### Passage provided
# # # # #
Pickenham Hall, South Pickenham, Norfolk
There was a late 17th century house on the site which was reputedly begun by Anthony Fisher (d. 1679) and completed by Sir Edward Atkyns (c.1630-98) in the 1690s. Atkyns, who had been Chief Baron of the Exchequer under King James II, refused to take an oath of allegiance to King William III and retired to his estates here in 1689. Nothing is known of the architect or appearance of this house.
The 17th century house was rebuilt in the Palladian style in the mid 18th century (probably about 1773, the date of the Home Farm) and remodelled again by W.J. Donthorn in 1829 for W.L. Wiggett-Chute. Pickenham was the first large Classical country house designed by Donthorn to actually be built, and he created a striking neo-Classical cube with an Ionic portico, the wall surface tightly defined by pilasters and friezes. In spirit, the design is closer to the works of Sir Robert Smirke than those of Donthorn's more eclectic former preceptor, Sir Jeffry Wyatville. On the garden front, the canted bays of the 1770s house were retained, giving this elevation a softer and more domestic character than the entrance front. Donthorn's designs are in the Royal Institute of British Architects' Drawings Collection; his plans show that most of the external walls of the earlier house were preserved under a coating of Roman cement.
The present house is the result of a further extension and remodelling in 1902-05 by Robert Weir Schultz for the banker, G.W. Taylor, at a cost of more than £20,000. He found the Donthorn house too small for his needs and in poor condition. His instructions to Schultz were 'to save as much of the house as was reasonably possible, and to incorporate it into a larger house to be built of red brick with white cornice and good chimneys'. In practice, Schultz kept only the external walls of the main block and one entire room, the library on the ground floor behind the left-hand bay window. To this building he added flanking blocks and a service wing, which provided two additional reception rooms and more specialised service accommodation. The whole house was encased in the client's preferred red brick.
Schultz's additions are in the Arts & Crafts spirit but with a mix of neo-Jacobean and neo-Georgian features. The west front has a main entrance with a rusticated door surround and pilasters supporting a semicircular broken pediment with sculptured figures by Laurence Turner. The east front has big shaped gables over the projecting bay windows (preserved from the 1770s house), and further sculpture in carved brick by Turner over the garden doors. The south front has a two-bay loggia with semicircular arches of brick and tile, supporting a balcony the balustrade of which is an open grid of diagonal brickwork. The loggia is flanked by bay windows with shaped gables above. All the windows are casements, not sashes as one might expect. The Edwardian rebuilding extended to the stables, which are also neo-Georgian.
# # # # #
### Records shown
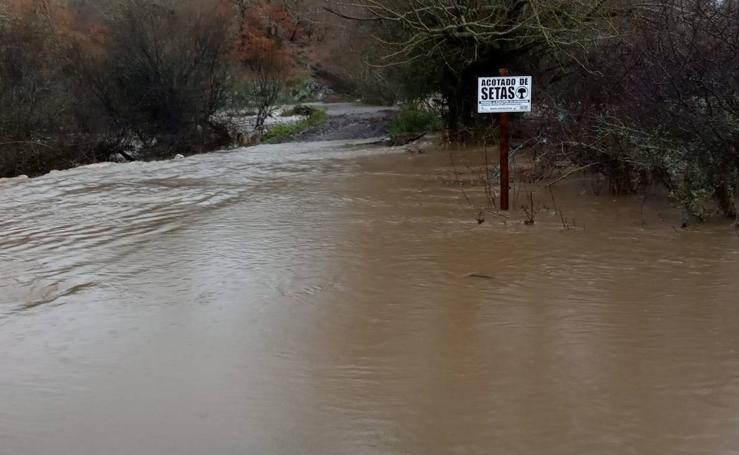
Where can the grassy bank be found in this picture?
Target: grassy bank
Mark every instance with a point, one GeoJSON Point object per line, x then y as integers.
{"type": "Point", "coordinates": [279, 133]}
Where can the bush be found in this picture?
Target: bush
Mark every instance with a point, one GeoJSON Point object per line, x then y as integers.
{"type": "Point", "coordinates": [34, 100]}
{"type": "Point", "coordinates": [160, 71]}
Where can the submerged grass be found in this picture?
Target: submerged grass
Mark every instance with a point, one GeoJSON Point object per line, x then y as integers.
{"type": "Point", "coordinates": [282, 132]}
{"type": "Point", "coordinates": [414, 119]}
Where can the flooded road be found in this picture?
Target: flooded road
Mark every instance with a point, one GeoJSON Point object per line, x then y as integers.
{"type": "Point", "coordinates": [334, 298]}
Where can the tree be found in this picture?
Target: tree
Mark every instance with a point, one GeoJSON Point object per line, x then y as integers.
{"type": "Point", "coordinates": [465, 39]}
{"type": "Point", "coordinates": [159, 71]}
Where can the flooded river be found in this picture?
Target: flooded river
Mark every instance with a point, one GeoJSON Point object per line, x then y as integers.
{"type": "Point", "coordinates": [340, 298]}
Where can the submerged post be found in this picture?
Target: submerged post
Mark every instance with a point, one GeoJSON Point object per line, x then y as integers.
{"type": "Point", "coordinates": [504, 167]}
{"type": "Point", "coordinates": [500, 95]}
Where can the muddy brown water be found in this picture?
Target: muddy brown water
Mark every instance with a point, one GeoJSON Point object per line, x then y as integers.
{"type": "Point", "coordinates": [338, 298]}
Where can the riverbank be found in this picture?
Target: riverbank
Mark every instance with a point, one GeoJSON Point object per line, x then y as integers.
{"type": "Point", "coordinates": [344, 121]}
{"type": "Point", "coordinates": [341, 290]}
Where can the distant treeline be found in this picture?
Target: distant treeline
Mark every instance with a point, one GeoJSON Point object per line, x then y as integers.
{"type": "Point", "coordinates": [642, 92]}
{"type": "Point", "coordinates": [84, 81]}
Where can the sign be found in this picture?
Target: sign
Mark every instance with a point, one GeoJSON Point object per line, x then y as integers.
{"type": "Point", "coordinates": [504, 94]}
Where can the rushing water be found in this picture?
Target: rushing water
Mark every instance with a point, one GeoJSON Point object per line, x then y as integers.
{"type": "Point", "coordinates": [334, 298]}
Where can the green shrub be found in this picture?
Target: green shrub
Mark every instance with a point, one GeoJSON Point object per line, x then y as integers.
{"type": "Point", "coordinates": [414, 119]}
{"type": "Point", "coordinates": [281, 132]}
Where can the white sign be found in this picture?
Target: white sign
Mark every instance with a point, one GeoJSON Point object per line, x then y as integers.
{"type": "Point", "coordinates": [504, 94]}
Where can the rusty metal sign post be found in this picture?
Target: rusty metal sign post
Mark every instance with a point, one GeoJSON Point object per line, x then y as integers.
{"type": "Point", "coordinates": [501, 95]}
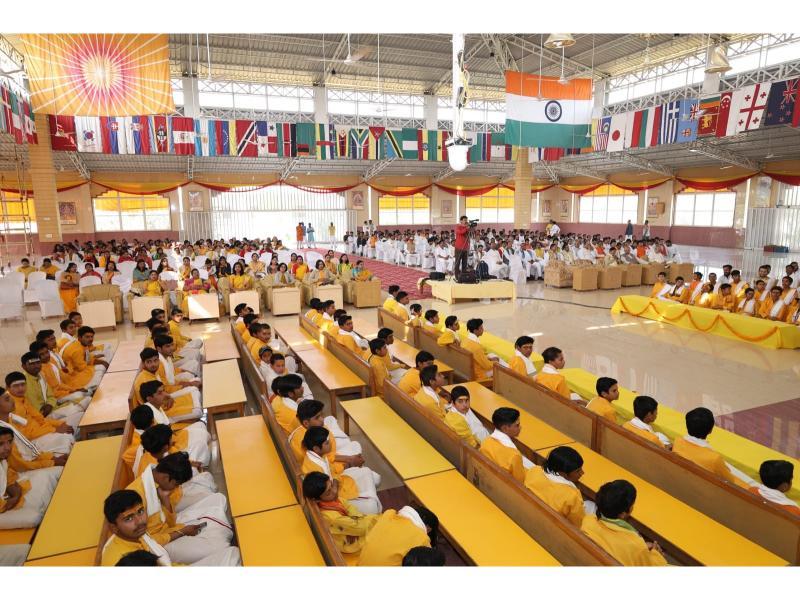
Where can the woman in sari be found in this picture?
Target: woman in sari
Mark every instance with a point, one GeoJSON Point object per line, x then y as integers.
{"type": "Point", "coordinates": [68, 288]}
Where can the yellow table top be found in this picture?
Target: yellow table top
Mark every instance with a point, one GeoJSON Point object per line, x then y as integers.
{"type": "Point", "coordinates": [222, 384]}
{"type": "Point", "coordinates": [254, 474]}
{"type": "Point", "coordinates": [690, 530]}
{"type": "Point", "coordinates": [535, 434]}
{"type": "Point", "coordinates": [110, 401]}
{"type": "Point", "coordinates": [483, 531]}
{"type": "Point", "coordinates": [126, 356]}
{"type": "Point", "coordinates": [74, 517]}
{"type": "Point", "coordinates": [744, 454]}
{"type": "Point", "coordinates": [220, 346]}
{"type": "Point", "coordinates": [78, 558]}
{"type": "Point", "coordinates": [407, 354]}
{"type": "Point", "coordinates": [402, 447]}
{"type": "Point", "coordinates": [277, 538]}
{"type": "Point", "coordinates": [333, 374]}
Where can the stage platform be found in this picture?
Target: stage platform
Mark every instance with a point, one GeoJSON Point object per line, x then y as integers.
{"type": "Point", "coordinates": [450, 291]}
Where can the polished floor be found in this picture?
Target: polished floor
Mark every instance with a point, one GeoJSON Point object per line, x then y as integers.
# # # # #
### List of tasks
• 1. In the Pickenham Hall passage, who made the sculptured figures on the broken pediment over the west front's main entrance?
• 2. In the Pickenham Hall passage, change "loggia" to "veranda" and write out the part starting at "Schultz's additions are" and ending at "are also neo-Georgian.".

### Task solutions
• 1. Laurence Turner

• 2.
Schultz's additions are in the Arts & Crafts spirit but with a mix of neo-Jacobean and neo-Georgian features. The west front has a main entrance with a rusticated door surround and pilasters supporting a semicircular broken pediment with sculptured figures by Laurence Turner. The east front has big shaped gables over the projecting bay windows (preserved from the 1770s house), and further sculpture in carved brick by Turner over the garden doors. The south front has a two-bay veranda with semicircular arches of brick and tile, supporting a balcony the balustrade of which is an open grid of diagonal brickwork. The veranda is flanked by bay windows with shaped gables above. All the windows are casements, not sashes as one might expect. The Edwardian rebuilding extended to the stables, which are also neo-Georgian.